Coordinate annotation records
* * *

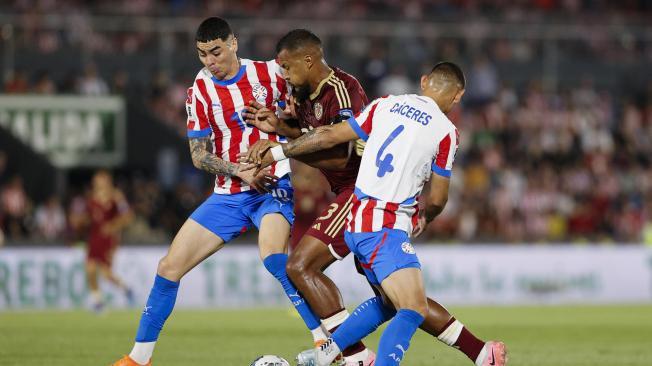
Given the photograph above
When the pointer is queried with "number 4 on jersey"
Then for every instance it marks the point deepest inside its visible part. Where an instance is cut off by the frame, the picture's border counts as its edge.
(384, 164)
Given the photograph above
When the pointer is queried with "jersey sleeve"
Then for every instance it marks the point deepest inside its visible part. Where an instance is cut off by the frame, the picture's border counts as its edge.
(362, 123)
(284, 89)
(197, 111)
(446, 150)
(348, 100)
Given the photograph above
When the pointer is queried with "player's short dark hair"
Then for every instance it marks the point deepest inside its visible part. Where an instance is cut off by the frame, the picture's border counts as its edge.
(451, 71)
(296, 39)
(213, 28)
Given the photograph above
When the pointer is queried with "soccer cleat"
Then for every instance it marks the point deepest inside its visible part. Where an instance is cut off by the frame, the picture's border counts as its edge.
(496, 354)
(369, 359)
(127, 361)
(323, 355)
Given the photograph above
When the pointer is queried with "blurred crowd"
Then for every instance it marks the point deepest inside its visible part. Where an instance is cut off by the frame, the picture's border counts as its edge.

* * *

§ Problem to work on
Pictures are not part of the copy; output everything else in the records exactly.

§ Result of this task
Given the photograph above
When the pointer is queried with "number 4 on jersey"
Then for every instance it marks the point deepest inside its visible part. Where an instance is cut off by the frame, the picture's border counts as its edge.
(384, 164)
Given the photograph above
When the pointer is queried with "jersey sleeve"
Then for every instance it marks the point deepest inside its visible part. Where an instance is cut off by the frame, the picture's border counts as its edge.
(362, 123)
(284, 89)
(197, 111)
(446, 150)
(348, 100)
Given the photograph above
When the pointer is queried with "player's short dark hair"
Then for every instance it marks the point deepest inside its visible part. Where an instance is cut off by the frame, the picture's border counts as its edge.
(451, 71)
(296, 39)
(213, 28)
Given the photograph above
When the pointer is queried with "soccer cleat"
Then for every instance it marks the point deepest inside its visible part. Where an instance is cut off by the frame, the picture's border counts as its edge.
(496, 354)
(369, 359)
(127, 361)
(323, 355)
Given the photograph above
When the pointer is queried with "blurred crowd"
Then for every instance it marks the point deepest inside its visible part. Where an instance is cut off by the frame, the picture's border counts as its edge.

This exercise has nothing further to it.